You turn on the tap on your kitchen sink and cool, clean water comes out.
Ten years ago, half of that water would have been purchased from outside sources like the State Water Project and Colorado River; the other half would have come from Santa Monica’s local groundwater wells. Flash forward to 2017, and the City’s conservation efforts — with customers using, on average, 18 percent less water citywide — cut down imported water to just 29 percent of the overall water used in the city.
On Thursday, Jan. 20, officials officially broke ground on a $72 million improvement project designed to further evaporate the amount of water the city imports: expansion and modernization of the Arcadia Water Treatment Plant near the intersection of Wilshire Boulevard and Bundy Drive, just outside city limits.
“Santa Monica is actually a giant when it comes to resiliency and sustainability, and I applaud you for your leadership and we want to learn from you and apply that across our entire region,” Adel Hagekhalil of the Metropolitan Water District of Southern California said during the groundbreaking ceremony. “I’m committed to taking the Santa Monica spirit — the ‘one water’ spirit; the collaboration spirit; the innovation, integration, and inclusion spirit — across our region.”
Hagekhalil joined other local dignitaries and engineers pushing golden shovels into a symbolic mound of dirt to signal the start of the improvement project, which will use new technology to increase current water treatment capability by 10 percent.
::::::::
*Set of tasks:*
(A) Translate this sentence from the Santa Monica water text into Spanish: "Hagekhalil joined other local dignitaries and engineers pushing golden shovels into a symbolic mound of dirt to signal the start of the improvement project, which will use new technology to increase current water treatment capability by 10 percent."
(B) Write the next part of the Santa Monica water text, picking up right after its final sentence.
::::::::
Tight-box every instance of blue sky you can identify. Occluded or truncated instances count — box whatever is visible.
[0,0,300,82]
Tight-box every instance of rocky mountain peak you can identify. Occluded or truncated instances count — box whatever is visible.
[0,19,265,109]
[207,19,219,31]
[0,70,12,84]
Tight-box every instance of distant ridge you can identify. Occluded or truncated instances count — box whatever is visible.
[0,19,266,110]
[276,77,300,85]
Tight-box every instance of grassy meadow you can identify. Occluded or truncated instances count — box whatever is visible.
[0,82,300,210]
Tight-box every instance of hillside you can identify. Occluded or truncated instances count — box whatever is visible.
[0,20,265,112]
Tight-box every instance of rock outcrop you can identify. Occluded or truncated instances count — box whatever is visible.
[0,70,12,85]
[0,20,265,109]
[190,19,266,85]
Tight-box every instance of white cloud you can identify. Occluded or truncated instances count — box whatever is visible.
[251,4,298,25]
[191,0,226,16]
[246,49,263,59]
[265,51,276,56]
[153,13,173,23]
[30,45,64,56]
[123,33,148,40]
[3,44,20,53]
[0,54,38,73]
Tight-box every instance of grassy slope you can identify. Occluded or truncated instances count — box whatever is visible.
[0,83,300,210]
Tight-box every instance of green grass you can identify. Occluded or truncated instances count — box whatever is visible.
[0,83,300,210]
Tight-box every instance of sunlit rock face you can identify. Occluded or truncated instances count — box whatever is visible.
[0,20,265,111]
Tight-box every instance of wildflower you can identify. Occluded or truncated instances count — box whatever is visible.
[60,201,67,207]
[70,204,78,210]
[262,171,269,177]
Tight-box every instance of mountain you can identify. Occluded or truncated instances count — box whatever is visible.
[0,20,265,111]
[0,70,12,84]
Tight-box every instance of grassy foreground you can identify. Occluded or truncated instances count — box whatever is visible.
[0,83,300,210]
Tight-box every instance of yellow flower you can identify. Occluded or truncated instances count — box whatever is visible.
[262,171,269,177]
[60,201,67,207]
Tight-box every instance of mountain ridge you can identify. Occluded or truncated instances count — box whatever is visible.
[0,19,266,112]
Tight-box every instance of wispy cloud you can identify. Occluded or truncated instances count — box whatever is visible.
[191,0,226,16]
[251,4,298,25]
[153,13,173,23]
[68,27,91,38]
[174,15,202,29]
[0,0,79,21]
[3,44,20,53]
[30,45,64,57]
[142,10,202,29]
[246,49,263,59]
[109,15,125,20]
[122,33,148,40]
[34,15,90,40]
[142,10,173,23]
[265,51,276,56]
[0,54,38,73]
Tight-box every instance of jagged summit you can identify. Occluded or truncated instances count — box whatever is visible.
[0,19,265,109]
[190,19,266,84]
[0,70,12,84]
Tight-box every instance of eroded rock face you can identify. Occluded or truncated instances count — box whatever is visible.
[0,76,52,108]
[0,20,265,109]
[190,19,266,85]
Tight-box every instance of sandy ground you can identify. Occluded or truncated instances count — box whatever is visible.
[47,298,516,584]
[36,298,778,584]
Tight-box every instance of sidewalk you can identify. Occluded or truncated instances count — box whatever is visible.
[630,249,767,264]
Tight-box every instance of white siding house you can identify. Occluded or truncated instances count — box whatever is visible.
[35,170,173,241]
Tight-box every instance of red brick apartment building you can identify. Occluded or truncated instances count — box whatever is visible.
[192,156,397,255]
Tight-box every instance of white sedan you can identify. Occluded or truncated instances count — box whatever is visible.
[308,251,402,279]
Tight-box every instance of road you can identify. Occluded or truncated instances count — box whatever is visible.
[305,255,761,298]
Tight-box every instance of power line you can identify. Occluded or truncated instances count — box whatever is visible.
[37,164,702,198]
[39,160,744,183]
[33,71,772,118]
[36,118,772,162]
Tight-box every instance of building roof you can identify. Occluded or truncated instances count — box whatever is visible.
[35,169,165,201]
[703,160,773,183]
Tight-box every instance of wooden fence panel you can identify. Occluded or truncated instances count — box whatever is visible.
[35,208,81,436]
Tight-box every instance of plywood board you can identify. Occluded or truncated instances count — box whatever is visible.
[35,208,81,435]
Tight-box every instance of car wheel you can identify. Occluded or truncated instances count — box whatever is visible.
::::::::
*Task-by-task outputs:*
(A) Hagekhalil se unió a otros dignatarios locales e ingenieros que hundían palas doradas en un montículo simbólico de tierra para señalar el inicio del proyecto de mejora, que utilizará nueva tecnología para aumentar en un 10 por ciento la capacidad actual de tratamiento de agua.

(B)
“So, with [current] technology, traditionally, on this application, the recovery is about 80 percent, meaning if 10 gallons of water comes in, eight gallons of that is drinking water and two gallons of that is concentrated salt waste that is sent to the sewer,” Santa Monica Water Resources Manager Sunny Wang explained. “With this upgrade and leveraging new technology, we’re able to increase that recovery from 80 to 90 percent. So, instead of eight gallons of drinking water we’re getting out of that, we’re getting nine gallons, and only one gallon of waste. So, that’s producing more drinking water without having to extract additional groundwater to help with our sustainability.”
According to Wang, the project — set for completion in early to mid 2023 — was to be the first of its kind in the United States, using technology tested in Israel, Singapore and parts of Europe.
“The great thing about Santa Monica is that we’re not afraid to be the first to lead the charge and try new technology, but we do make sure that it is reliable, it is proven, before we implement it full scale,” Wang said. The City recently completed an eight-month pilot study of the technology before committing to it at the Arcadia facility.
In 2011, the City announced a plan to become water self-sufficient by 2020. Permitting delays reportedly pushed back the timeline and, by 2018, the City had set a new target to be self-sufficient by 2023.
The Arcadia project, together with an expansion of the Olympic Well Field and the imminent (long-awaited) completion of the Santa Monica Urban Runoff Recycling Facility, or SMURRF, in September, have the City on track to hit that goal next year.
This, despite the pandemic wreaking havoc on Santa Monica’s municipal budget. Public Works Director Rick Valte said the project was coming in on time thanks to Wang’s team finding alternative funding.
“The momentum that we had built up to that point almost came to a screeching halt,” Valte said during his address at the groundbreaking.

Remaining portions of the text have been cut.